### [Extract]
------------------------------------------------------------

ED hikes fuel prices

HARARE - In a panicky move which analysts described as an act of desperation — and which economic experts said would not resolve the country’s debilitating fuel shortages — President Emmerson Mnangagwa’s government sharply and immediately increased the prices of fuel last night.

As a result, and with effect from midnight last night, the price of petrol now costs a whopping $3,31 a litre — while diesel is now pegged at an equally stiff $3,11 per litre.

These new prices, the government said, were based on the official, but fallacious exchange rate of one to one between the country’s surrogate currency, the bond note, and the United States dollar.

And in a clear admission that authorities now admit this official exchange rate is bogus, they said foreign embassies and tourists would buy their fuel needs at designated points — at a price of US$1,24 for diesel and US$1,32 for petrol.

The shocking fuel increases were announced by Mnangagwa himself — ahead of his much criticised trip to Eastern Europe — in a further clear indication that the biting petrol and diesel shortages are beginning to have dire political ramifications.

“Compounded by rampant illegal currency and fuel trading activities, government has today decided on the following corrective measures ... with effect from tonight, a fuel pump price of of $3,11 per litre for diesel and $3,31 for petrol will come into effect,” a sombre Mnangagwa said.

“The prices are predicated on the ruling official exchange rate of 1:1 between the bond note and the united States dollar, and also on the need to keep fuel retailers viable,” he added.

The hike comes after Mnangagwa’s under-fire government held an emergency meeting last week in a bid to try and find solutions to the country’s worsening fuel crisis.

The acute fuel shortages have seen many passengers struggling to get transport to and from work, as well as other destinations.

This, coupled with steep transport fares, has left thousands of commuters stranded — forcing many people to hitch precarious rides on lorries and pick-up trucks.

Instead of carrying passengers to and from their destinations, most commuter omnibus and long distance buses have been spending endless and often fruitless hours queuing for diesel at the country’s dry fuel stations.

The debilitating fuel shortages have also prompted desperate calls from stressed business leaders who want authorities to allocate them special supplies to stop the country’s burning economy from imploding altogether.

A top businessman who spoke to the Daily News on Sunday late last night said the sharp increase in the prices of petrol and diesel was “an act of desperation that was unlikely to be the panacea for the country’s long-winding fuel queues”.

“If anything, the situation could get worse as the government has signalled to the market that it has no solution to the crisis.

“But perhaps even more importantly, but in a negative sense, this has a massive inflationary impact and will definitely see another sharp rise in the prices of goods and services in the country. It’s a mess,” he said.

Interestingly, last night’s fuel price increases came hardly a week after Zimbabwe’s energy regulator had lowered prices in its January 8 review — a move which was based on a new pricing formula that is in line with a government pledge to cut prices to tackle the ever rising cost of living in the country.

Predictably, this stunt worsened fuel shortages in the country, amid rising tempers and skirmishes at petrol stations.

------------------------------------------------------------

Collected data entries

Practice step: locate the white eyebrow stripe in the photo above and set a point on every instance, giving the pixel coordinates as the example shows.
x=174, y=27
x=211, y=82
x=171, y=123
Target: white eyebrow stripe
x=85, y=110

------------------------------------------------------------

### [Given instruction 1]
In the fuel price article, what price will foreign embassies and tourists pay for petrol?
### [Given instruction 2]
Rewrite the fuel price article starting with "HARARE - In" and going on through "US$1,32 for petrol.", putting "gasoline" in place of "petrol".
### [Given instruction 3]
Translate this sentence from the fuel price article into Spanish: "The acute fuel shortages have seen many passengers struggling to get transport to and from work, as well as other destinations."
The records were taken from a separate source.

### [Final result 1]
US$1,32 for petrol.

### [Final result 2]
HARARE - In a panicky move which analysts described as an act of desperation — and which economic experts said would not resolve the country’s debilitating fuel shortages — President Emmerson Mnangagwa’s government sharply and immediately increased the prices of fuel last night.

As a result, and with effect from midnight last night, the price of gasoline now costs a whopping $3,31 a litre — while diesel is now pegged at an equally stiff $3,11 per litre.

These new prices, the government said, were based on the official, but fallacious exchange rate of one to one between the country’s surrogate currency, the bond note, and the United States dollar.

And in a clear admission that authorities now admit this official exchange rate is bogus, they said foreign embassies and tourists would buy their fuel needs at designated points — at a price of US$1,24 for diesel and US$1,32 for gasoline.

### [Final result 3]
La aguda escasez de combustible ha hecho que muchos pasajeros tengan dificultades para conseguir transporte hacia y desde el trabajo, así como hacia otros destinos.